Replace every "instance" in the material below with "occurrence", and reproduce the material with everything else unchanged.

» **Records for this task**:
** begin **
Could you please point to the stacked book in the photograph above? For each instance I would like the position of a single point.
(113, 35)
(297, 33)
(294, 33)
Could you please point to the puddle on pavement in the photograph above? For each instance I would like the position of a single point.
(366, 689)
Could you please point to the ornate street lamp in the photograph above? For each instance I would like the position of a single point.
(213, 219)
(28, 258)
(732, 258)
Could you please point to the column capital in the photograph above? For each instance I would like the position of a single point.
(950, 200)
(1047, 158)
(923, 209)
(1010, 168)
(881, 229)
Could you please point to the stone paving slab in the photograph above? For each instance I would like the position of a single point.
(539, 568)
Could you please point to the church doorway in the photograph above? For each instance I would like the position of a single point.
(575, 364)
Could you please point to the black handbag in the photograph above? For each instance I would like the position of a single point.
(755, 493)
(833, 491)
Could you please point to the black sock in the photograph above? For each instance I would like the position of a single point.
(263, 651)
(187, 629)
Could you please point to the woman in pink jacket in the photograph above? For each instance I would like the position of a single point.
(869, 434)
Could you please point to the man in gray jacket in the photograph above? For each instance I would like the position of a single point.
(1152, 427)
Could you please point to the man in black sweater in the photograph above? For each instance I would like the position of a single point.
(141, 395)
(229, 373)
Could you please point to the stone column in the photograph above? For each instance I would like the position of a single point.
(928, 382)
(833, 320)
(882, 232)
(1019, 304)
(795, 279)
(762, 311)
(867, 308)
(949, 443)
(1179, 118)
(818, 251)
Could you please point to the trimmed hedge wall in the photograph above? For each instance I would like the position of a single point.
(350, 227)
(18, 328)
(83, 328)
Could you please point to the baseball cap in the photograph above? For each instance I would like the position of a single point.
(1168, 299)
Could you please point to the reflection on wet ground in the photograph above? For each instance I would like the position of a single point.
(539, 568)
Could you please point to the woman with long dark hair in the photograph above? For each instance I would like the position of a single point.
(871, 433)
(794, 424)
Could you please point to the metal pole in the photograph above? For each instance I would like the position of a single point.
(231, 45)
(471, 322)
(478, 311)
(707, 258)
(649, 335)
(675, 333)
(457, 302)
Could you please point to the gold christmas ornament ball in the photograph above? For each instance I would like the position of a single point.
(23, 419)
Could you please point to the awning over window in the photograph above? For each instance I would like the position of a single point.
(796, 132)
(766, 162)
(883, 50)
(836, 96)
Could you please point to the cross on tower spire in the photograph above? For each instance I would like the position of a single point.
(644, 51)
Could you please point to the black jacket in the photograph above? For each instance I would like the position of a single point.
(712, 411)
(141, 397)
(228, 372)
** end **
» **Response for this exercise**:
Could you please point to the stacked book in the photograph above? For each occurrence I would like the position of a single point.
(113, 35)
(297, 33)
(294, 33)
Could you please point to the puddle on pavement in the photograph above? For each occurrence I would like the position of a single point.
(366, 689)
Could you please point to the ornate street lamp in the photograph above? For each occurrence I would like the position of a single point.
(213, 219)
(28, 258)
(732, 258)
Could you please point to the column capital in the photograph above? For each occurrence I would like the position of a single point.
(950, 200)
(1047, 158)
(923, 209)
(1010, 168)
(881, 229)
Could you please point to the stone paving slab in the photograph above? For each occurrence I would like the position of a single point.
(539, 568)
Could you please point to the church doorway in the photograph above? For each occurrence I would like the position of a single point.
(575, 364)
Could you please point to the black handbag in the photograph above? For each occurrence I would like the position of a single point.
(755, 493)
(833, 491)
Could you please point to the black sock in the photograph above? For each occurrence I would like the position of a single point.
(263, 651)
(187, 629)
Could you please point to the woman in pink jacket in the photograph above? For each occurrence I would like the position of a single point.
(869, 434)
Could you please point to the man in gray jacket in the photograph above? For each occurrence I would like the position of a single point.
(1152, 427)
Could you please point to the man in black sweater in the photograph above? For each occurrence I would like the position of a single point.
(141, 395)
(229, 373)
Could you please point to the stone column in the photograph above? For each occurrence I would like the position of a single point.
(928, 382)
(833, 320)
(882, 232)
(1019, 304)
(795, 279)
(762, 311)
(867, 308)
(949, 443)
(1179, 118)
(818, 251)
Could you please point to the trimmed hedge wall in the photograph above? For each occurrence I would like the position of a single point.
(350, 227)
(18, 328)
(83, 328)
Could you please point to the baseball cap in the photograph above? For each occurrence I would like the position of a single point.
(1168, 299)
Could you please point to the reflection on wet ground in the photograph above? For each occurrence I would like the position of a single point.
(539, 568)
Could you please point to the woman with long dark hair in the photograph above? For each occurrence I would like the position of a single point.
(871, 433)
(794, 424)
Could you please point to the metal pole in the photograph above? For each occurrence I would like the position of a single point.
(231, 45)
(471, 322)
(478, 311)
(707, 258)
(649, 335)
(675, 333)
(457, 302)
Could you please point to the gold christmas ornament ball in the photograph above? For each occurrence I would like the position of a single point.
(23, 419)
Could you please point to the awning over window in the photograph above? For each occurrence I would like the position of a single point.
(796, 132)
(766, 162)
(883, 50)
(836, 96)
Could you please point to the cross on tower spire in the photograph above? For each occurrence I would like the position of a single point.
(644, 51)
Could you please point to the black jacket in the photograph above? For each occurrence I would like the position of a single point.
(712, 411)
(141, 397)
(228, 372)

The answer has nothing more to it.